What is expected → Your task is to transcribe all of the records exactly and leave out the pictures.

───

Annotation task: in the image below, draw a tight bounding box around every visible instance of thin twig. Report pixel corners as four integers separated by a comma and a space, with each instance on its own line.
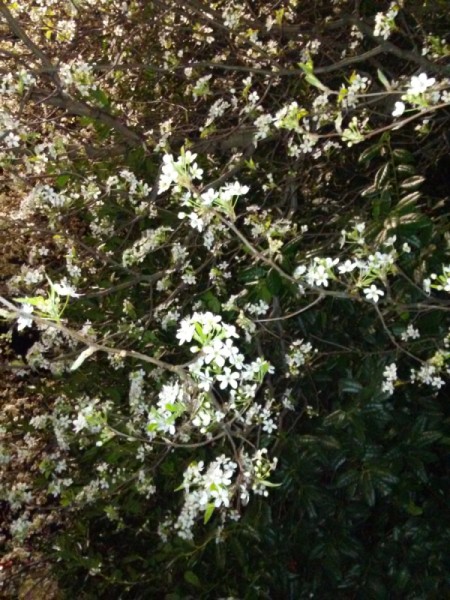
254, 294, 325, 322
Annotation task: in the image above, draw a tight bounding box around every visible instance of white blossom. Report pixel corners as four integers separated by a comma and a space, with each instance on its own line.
392, 101, 405, 117
217, 367, 240, 390
17, 304, 34, 331
407, 73, 436, 95
363, 284, 385, 303
176, 318, 196, 345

───

Final answer →
Annotation task: in the image below, draw a tight bounding box around every visible instance of thin twig. Report pixel corners as four integers separated by a comma and a space, with each instance on its own line.
254, 294, 325, 322
Annotation task: in the image above, draw a tight bounding box around every visible instance of white blossom. Report pixel corners as four integers separated by a comma and a space, with each instance on its own line.
392, 101, 405, 117
217, 367, 240, 390
17, 304, 34, 331
407, 73, 436, 95
363, 284, 385, 303
176, 318, 196, 345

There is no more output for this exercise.